## YOUR TASK:
Please retype all the data below exactly, line for line.

Collection entries
= Beginning of Section =

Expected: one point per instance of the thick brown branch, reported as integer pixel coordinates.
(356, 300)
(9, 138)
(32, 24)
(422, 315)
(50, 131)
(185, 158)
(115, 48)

= End of Section =

## EXERCISE ANSWER:
Expected: one point per instance of the thick brown branch, reported as integer pixel coordinates.
(356, 300)
(9, 138)
(32, 24)
(422, 315)
(50, 131)
(185, 158)
(115, 48)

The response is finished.